** BEGIN SOURCE DOCUMENT **
There have been numerous examples of these hoax hate crimes in recent years - particularly in the so-called Trump era that has been said to have ushered in a new atmosphere of racism and bigotry that has 'emboldened' bigots to commit crimes that they would have wanted to commit but couldn't under previous administrations.

Examples of hoax hate crimes involve vandalisation of property with hateful slogans or symbols, claims of physical attack and/or verbal assault, death threats, and even church arson. These hoaxes have been seen all over the place from college campuses and the US Air Force, and committed by everyone from poor people to celebrities.

The reasons for perpetrating such a hoax are numerous: 
  1. Gains in social capital from victim status, 
  2. Monetary gain (GoFundMe campaigns are almost a dead give-away), 
  3. Enflaming racial/societal tensions, and/or;
  4. Attempt to distract from one's own misconduct.
In these cases of hoax hate crimes, the crime that is fabricated is often one wherein a racist symbol or action is made against a person of colour. The perpetrator is often said to be a Trump supporter and is almost always a white man, and that makes the person a white nationalist in the eyes of the media. There are exceptions, but the trend is apparent.


It is apparent that perpetrators of hoax hate crimes are attempting to take advantage of the charged political climate and the anti-Trump bias in the media and culture at large. 

So, let us take the now-infamous hoax hate case involving Jussie Smollet

To reiterate his case: Smollet first received a threatening letter with a stick-figure of a man hanging from a tree alongside the words 'You will die black ni**er.' The letter was also laced with a white powder that was later determined to be Tylenol. About a week later, Smollet was walking home from a Subway at night when he was jumped by two assailants who tied a 'rope' around his neck, poured bleach on him and yelled racist and homophobic epithets whilst exclaiming 'this is MAGA [Make America Great Again] country!'. Smollet reported this to the police and maintained that his story was true in interviews only to have the investigation come back around to him and find him to be suspect in fabricating the crime.  

Before being found out, Smollet was interviewed and he insisted on the racial, homophobic, and political nature of the attack. 

So, when we look at the hate crime criteria and apply them to this case what do we get? Taking the 'victim' to refer to the framed individual(s) and their identity, and the crime (the 'it') being the framing of an innocent person(s) based on race:

Was it:
  • Motivated by bias/hate/prejudice? Yes.
  • Caused/explained by bias/hate/prejudice? Yes, partly. There have been reports of fame-seeking/money.
Was there:
  • A discriminatory selection of 'victims'? Yes.
  • Expressions of bias/hate/prejudice towards the victim's group? Yes, partly.
Was it intended to:
  • Cause/risk additional harm of a particular sort? Unsure.
** END SOURCE DOCUMENT **
JOBS
- A) In the text on hoax hate crimes, what was the white powder in Smollet's threatening letter later found to be?
- B) In the hoax hate crimes text, revise the passage that begins at the words "Before being found" and stops after "of 'victims'? Yes.", changing "criteria" to "standards".
** BEGIN INFORMATION SHOWN **
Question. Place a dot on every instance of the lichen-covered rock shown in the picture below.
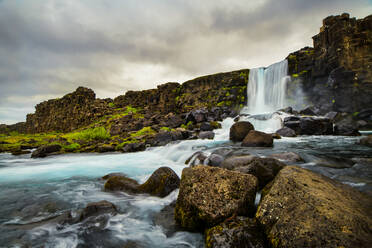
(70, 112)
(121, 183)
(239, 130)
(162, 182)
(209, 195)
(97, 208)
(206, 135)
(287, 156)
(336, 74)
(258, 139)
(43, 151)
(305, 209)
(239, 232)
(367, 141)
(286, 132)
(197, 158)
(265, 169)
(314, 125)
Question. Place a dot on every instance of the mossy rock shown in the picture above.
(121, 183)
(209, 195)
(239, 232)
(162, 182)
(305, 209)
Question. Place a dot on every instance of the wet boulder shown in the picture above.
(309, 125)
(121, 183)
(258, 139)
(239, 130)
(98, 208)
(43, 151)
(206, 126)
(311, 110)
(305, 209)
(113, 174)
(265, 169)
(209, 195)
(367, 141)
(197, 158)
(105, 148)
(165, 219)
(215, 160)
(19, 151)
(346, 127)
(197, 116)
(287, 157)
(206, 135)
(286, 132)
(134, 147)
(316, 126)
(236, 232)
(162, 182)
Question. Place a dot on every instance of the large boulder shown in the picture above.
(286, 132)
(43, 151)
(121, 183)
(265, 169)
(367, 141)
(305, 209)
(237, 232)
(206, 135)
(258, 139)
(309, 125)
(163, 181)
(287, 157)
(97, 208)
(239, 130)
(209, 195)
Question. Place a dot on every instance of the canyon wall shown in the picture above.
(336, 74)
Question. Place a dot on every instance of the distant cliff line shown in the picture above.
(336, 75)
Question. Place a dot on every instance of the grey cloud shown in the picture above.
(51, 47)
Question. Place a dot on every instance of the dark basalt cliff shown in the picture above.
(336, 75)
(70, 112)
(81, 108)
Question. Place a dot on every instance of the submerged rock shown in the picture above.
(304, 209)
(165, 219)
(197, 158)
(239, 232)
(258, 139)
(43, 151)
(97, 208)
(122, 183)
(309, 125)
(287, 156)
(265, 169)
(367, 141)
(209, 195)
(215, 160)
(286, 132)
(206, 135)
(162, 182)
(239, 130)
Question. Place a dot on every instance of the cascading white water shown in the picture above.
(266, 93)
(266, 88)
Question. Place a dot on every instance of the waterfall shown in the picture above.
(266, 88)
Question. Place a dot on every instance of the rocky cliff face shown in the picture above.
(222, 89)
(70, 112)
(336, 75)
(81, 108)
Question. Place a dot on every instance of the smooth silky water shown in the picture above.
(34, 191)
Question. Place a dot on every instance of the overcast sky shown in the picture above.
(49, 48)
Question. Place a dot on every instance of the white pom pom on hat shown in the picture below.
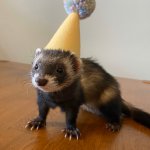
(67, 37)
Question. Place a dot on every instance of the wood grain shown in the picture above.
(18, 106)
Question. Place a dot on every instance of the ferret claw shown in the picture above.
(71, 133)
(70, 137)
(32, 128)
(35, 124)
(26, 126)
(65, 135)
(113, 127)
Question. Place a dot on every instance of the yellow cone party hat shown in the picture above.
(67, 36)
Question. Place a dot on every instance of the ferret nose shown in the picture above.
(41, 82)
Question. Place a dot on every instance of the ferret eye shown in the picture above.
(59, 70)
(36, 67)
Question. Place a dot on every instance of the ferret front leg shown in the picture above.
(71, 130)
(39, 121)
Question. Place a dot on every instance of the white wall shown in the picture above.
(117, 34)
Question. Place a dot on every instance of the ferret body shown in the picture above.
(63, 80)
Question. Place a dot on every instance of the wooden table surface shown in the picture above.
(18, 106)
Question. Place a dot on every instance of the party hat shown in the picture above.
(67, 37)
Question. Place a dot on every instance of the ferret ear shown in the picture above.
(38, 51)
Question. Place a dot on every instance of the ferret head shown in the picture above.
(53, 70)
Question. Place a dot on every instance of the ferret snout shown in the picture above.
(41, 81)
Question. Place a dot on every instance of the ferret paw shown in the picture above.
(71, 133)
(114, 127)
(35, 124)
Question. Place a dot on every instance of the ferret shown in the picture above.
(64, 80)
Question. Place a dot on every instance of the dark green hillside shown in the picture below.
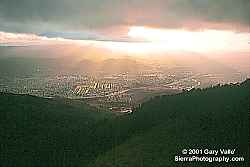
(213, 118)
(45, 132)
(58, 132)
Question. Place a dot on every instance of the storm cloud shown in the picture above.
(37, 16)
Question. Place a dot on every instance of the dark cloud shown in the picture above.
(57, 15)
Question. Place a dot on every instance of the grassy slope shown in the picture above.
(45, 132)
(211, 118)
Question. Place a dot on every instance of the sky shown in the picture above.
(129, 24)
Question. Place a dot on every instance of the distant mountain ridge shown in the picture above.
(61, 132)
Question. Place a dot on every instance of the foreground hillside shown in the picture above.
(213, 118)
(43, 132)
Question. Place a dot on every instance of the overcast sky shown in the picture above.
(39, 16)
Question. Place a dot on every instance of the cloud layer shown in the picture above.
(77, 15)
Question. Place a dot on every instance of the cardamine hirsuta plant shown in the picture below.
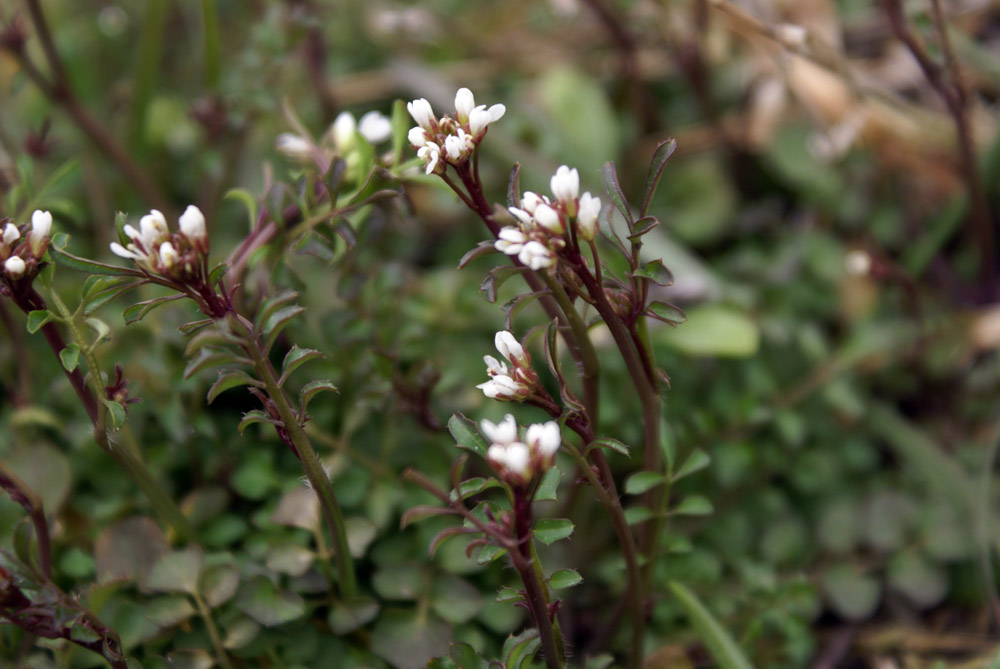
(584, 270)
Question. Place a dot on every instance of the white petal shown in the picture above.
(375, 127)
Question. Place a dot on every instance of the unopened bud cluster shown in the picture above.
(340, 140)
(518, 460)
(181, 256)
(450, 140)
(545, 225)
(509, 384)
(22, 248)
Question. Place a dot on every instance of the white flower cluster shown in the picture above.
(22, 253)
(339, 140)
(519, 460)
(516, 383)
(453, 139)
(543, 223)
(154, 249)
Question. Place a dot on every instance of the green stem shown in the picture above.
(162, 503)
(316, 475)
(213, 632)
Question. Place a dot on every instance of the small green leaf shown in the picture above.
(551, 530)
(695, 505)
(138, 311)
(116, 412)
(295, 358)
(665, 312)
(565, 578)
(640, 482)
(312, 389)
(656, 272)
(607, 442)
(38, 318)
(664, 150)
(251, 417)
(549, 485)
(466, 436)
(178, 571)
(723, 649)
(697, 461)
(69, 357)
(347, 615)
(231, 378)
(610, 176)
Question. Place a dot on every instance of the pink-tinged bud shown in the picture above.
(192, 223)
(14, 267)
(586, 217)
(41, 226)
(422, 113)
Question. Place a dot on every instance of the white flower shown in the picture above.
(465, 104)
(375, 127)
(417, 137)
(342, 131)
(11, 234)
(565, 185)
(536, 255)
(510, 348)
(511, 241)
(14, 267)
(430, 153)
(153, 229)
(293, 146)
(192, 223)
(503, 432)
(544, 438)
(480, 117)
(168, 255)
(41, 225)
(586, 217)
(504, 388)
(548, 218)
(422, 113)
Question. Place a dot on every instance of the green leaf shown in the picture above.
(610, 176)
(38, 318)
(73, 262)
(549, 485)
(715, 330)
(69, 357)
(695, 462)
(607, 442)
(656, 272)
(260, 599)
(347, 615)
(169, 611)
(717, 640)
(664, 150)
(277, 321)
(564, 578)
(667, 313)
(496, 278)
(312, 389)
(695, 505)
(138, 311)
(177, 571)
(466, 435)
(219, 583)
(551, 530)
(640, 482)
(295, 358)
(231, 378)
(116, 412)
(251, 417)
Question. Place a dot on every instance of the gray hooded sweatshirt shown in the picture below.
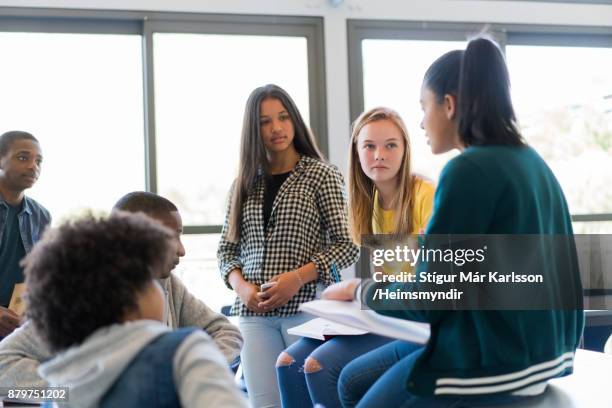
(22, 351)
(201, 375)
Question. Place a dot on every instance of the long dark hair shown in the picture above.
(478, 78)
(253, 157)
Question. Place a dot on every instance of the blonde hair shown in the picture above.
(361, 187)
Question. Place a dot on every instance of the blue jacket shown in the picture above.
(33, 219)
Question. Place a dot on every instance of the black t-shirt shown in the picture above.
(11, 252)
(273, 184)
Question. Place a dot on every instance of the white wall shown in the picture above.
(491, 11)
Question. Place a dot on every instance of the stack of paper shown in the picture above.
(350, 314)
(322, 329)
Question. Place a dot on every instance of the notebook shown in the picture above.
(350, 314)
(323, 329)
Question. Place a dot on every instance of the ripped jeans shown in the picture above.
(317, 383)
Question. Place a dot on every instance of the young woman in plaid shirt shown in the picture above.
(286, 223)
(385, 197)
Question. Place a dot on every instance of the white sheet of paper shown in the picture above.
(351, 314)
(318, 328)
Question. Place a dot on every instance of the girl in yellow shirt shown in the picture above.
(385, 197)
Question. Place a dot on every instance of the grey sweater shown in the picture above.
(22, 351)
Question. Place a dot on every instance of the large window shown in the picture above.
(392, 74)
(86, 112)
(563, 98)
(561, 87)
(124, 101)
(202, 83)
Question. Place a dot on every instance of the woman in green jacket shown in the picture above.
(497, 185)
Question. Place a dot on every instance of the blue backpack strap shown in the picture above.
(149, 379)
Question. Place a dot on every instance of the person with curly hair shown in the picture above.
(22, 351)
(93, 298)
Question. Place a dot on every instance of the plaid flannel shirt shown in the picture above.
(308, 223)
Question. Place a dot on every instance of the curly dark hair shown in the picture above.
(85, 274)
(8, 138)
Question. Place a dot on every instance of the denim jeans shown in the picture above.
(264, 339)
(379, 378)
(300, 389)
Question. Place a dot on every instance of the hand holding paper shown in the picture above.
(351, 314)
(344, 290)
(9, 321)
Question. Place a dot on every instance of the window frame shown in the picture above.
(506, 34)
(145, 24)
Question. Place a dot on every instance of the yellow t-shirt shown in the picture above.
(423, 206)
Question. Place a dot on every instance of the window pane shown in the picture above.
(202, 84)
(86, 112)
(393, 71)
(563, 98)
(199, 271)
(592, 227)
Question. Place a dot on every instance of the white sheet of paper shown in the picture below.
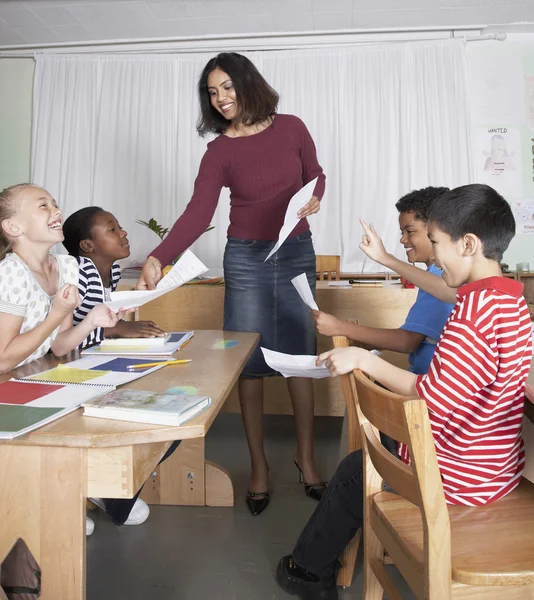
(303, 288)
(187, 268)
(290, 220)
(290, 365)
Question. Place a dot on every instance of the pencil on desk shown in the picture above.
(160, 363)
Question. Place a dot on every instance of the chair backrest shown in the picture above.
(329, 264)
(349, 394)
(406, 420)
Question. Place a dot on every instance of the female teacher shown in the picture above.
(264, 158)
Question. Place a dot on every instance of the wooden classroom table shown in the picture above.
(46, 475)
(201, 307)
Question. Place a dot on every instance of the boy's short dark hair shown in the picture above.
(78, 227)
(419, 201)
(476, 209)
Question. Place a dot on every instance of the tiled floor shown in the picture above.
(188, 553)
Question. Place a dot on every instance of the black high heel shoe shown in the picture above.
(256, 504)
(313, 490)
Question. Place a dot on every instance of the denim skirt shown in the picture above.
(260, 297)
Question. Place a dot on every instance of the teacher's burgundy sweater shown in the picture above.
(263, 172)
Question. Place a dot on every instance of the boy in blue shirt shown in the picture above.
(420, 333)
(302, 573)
** END INFORMATION SHOWN **
PER-TASK ANSWERS
- A) Tylenol.

- B)
Before being found out, Smollet was interviewed and he insisted on the racial, homophobic, and political nature of the attack. 

So, when we look at the hate crime standards and apply them to this case what do we get? Taking the 'victim' to refer to the framed individual(s) and their identity, and the crime (the 'it') being the framing of an innocent person(s) based on race:

Was it:
  • Motivated by bias/hate/prejudice? Yes.
  • Caused/explained by bias/hate/prejudice? Yes, partly. There have been reports of fame-seeking/money.
Was there:
  • A discriminatory selection of 'victims'? Yes.